What you should do: Reproduce the part of the data that opens with the line containing "Whereabouts in this scan is the door" and closes with the line containing "[285,251,323,270]", keeping both of those lines.

Excerpted records:
>>>>
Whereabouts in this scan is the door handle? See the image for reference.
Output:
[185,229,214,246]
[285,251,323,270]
<<<<
>>>>
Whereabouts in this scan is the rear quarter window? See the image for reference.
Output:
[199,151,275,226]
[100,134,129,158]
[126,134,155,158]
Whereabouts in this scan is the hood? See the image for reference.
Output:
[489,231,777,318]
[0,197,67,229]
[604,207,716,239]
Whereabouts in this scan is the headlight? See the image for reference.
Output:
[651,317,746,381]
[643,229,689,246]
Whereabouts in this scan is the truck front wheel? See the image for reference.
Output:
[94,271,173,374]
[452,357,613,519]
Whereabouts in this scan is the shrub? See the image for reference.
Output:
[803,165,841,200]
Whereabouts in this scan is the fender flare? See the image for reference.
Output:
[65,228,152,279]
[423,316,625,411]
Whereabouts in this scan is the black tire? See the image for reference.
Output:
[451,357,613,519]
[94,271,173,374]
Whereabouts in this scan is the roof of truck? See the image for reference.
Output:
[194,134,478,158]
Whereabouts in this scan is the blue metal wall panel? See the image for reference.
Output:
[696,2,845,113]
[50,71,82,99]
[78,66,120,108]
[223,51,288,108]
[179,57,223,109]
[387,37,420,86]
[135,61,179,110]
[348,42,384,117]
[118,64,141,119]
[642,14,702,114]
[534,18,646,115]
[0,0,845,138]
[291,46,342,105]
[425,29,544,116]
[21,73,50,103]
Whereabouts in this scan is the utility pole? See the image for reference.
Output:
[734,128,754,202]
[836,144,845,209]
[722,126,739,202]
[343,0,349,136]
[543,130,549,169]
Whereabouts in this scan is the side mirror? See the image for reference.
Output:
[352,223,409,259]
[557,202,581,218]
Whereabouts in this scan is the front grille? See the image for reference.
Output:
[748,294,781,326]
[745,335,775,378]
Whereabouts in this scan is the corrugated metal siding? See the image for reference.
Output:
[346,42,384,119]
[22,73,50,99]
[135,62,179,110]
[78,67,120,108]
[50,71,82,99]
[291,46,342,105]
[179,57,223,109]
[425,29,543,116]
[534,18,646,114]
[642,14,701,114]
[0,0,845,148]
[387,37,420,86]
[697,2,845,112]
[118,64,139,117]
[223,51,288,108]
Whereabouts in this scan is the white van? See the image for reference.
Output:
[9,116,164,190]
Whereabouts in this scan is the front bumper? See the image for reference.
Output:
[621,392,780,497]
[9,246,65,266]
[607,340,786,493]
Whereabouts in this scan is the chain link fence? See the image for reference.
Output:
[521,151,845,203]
<<<<
Correct result:
Whereabouts in this scan is the door handle? See the image for reference.
Output:
[185,229,214,246]
[285,251,323,270]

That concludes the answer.